▸ Short exercise a:
Locate every line in the rows that contains the string "list", and copy each of those lines.

▸ Reading passage:
______
In furtherance of these purposes, the requirement of good character emphasizes the public’s expectations that lawyers and paralegals “have qualities such as honesty, integrity, empathy, candour, moral or ethical strength, knowing the difference between right and wrong, having the moral fibre to do what is right no matter the consequences, and following the law”: Nsamba v. Law Society of Ontario, 2020 ONLSTH 62 at para. 11, Armstrong at paras. 23-25. [88] The Hearing Division in Rad applied a two-step analytic approach to its good character assessment, noting that, “[i]n assessing whether the applicant has satisfied us that he is currently of good character, we considered these purposes and qualities, and the five factors as set out in Armstrong”: at para. 61 (emphasis added).
[89] In this sense, the Armstrong framework, as developed by the Tribunal, may be said to include two distinct analytic steps: first, an analysis of the various Armstrong factors, which may differ in significance and relevance in the context of particular cases; and second, an assessment of good character in light of those findings and the broader purposes of the good character analysis. Whether these two analytic steps are separated out by the Tribunal into a two-stage framework, or considered holistically together is of no moment, as discussed below.
______
▸ Provided data:
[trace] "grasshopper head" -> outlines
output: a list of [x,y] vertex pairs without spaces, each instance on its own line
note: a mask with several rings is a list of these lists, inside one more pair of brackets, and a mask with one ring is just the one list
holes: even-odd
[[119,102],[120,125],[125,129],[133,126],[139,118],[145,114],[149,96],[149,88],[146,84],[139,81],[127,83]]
______
▸ Short exercise b:
In the passage on the good character requirement, what two analytic steps is the Armstrong framework said to include?

▸ Full answer a:
output: a list of [x,y] vertex pairs without spaces, each instance on its own line
note: a mask with several rings is a list of these lists, inside one more pair of brackets, and a mask with one ring is just the one list

▸ Full answer b:
First, an analysis of the various Armstrong factors, and second, an assessment of good character in light of those findings and the broader purposes of the good character analysis.